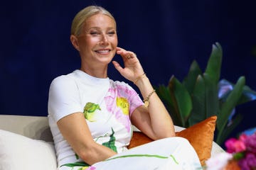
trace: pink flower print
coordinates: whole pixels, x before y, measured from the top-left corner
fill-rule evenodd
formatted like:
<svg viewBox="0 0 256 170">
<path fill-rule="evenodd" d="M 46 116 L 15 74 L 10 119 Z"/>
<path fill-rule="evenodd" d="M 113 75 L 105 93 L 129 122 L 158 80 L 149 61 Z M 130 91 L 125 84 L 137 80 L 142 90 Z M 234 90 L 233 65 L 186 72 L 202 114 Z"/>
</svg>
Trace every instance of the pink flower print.
<svg viewBox="0 0 256 170">
<path fill-rule="evenodd" d="M 129 120 L 129 103 L 126 96 L 129 96 L 132 91 L 124 86 L 117 86 L 110 88 L 109 94 L 105 98 L 107 109 L 114 115 L 116 119 L 124 125 L 127 132 L 131 131 Z"/>
</svg>

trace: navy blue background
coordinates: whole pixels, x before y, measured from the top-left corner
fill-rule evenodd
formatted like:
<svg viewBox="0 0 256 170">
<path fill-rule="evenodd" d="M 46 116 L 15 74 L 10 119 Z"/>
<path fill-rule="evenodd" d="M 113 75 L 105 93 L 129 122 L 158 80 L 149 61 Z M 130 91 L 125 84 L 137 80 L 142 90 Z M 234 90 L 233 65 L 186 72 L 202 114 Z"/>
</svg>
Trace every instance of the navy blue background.
<svg viewBox="0 0 256 170">
<path fill-rule="evenodd" d="M 245 76 L 256 89 L 253 0 L 6 1 L 0 7 L 1 114 L 47 115 L 53 79 L 80 68 L 70 28 L 75 13 L 91 4 L 114 15 L 119 46 L 137 53 L 154 85 L 167 84 L 173 74 L 182 81 L 193 60 L 204 69 L 219 42 L 221 78 L 235 83 Z M 112 64 L 109 76 L 124 80 Z M 245 118 L 237 131 L 255 126 L 255 105 L 238 107 Z"/>
</svg>

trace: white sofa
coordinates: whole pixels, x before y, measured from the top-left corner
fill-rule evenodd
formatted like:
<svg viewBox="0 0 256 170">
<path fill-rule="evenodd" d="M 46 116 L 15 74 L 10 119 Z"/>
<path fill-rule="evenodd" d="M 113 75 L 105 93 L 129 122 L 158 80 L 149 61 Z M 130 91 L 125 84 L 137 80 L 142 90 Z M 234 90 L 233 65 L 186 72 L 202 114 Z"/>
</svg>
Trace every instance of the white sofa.
<svg viewBox="0 0 256 170">
<path fill-rule="evenodd" d="M 221 152 L 213 142 L 211 156 Z M 56 166 L 47 117 L 0 115 L 0 170 L 55 170 Z"/>
</svg>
- - - -
§ **TASK TO COMPLETE**
Can you copy every entry above verbatim, omitting the pictures?

§ **THE COMPLETED TASK**
trace: pink flower print
coordinates: whole pixels, x before y, measured from the top-left corner
fill-rule evenodd
formatted like:
<svg viewBox="0 0 256 170">
<path fill-rule="evenodd" d="M 46 116 L 15 74 L 10 119 Z"/>
<path fill-rule="evenodd" d="M 113 75 L 105 93 L 129 122 L 158 80 L 149 61 Z M 130 91 L 125 84 L 137 80 L 142 90 Z M 234 90 L 233 65 L 186 72 L 202 114 Z"/>
</svg>
Trace every instance of the pink flower print.
<svg viewBox="0 0 256 170">
<path fill-rule="evenodd" d="M 129 120 L 129 103 L 126 96 L 129 96 L 132 91 L 124 86 L 117 86 L 110 88 L 109 94 L 105 98 L 107 109 L 114 115 L 116 119 L 124 125 L 127 132 L 131 131 Z"/>
</svg>

trace: navy blue background
coordinates: whole pixels, x before y, measured from the top-left corner
fill-rule evenodd
formatted like:
<svg viewBox="0 0 256 170">
<path fill-rule="evenodd" d="M 46 116 L 15 74 L 10 119 Z"/>
<path fill-rule="evenodd" d="M 113 75 L 105 93 L 129 122 L 158 80 L 149 61 Z M 130 91 L 125 84 L 137 80 L 142 90 Z M 234 90 L 233 65 L 186 72 L 202 114 Z"/>
</svg>
Trace every instance of the navy blue background.
<svg viewBox="0 0 256 170">
<path fill-rule="evenodd" d="M 245 76 L 256 89 L 253 0 L 6 1 L 0 7 L 1 114 L 47 115 L 53 79 L 80 68 L 70 28 L 75 13 L 91 4 L 114 15 L 119 46 L 137 53 L 154 85 L 167 84 L 173 74 L 182 81 L 193 60 L 204 69 L 219 42 L 221 78 L 235 83 Z M 112 64 L 109 76 L 124 80 Z M 245 118 L 237 131 L 255 126 L 255 105 L 238 107 Z"/>
</svg>

trace: white sofa
coordinates: whole pixels, x before y, measured from the top-left corner
fill-rule evenodd
formatted like:
<svg viewBox="0 0 256 170">
<path fill-rule="evenodd" d="M 46 116 L 15 74 L 10 119 Z"/>
<path fill-rule="evenodd" d="M 113 75 L 105 93 L 129 122 L 158 80 L 149 61 Z M 130 91 L 125 84 L 137 80 L 142 90 Z M 234 90 L 233 65 L 186 72 L 202 114 Z"/>
</svg>
Trace every instance of the white sofa.
<svg viewBox="0 0 256 170">
<path fill-rule="evenodd" d="M 221 152 L 213 142 L 211 156 Z M 56 166 L 47 117 L 0 115 L 0 170 L 55 170 Z"/>
</svg>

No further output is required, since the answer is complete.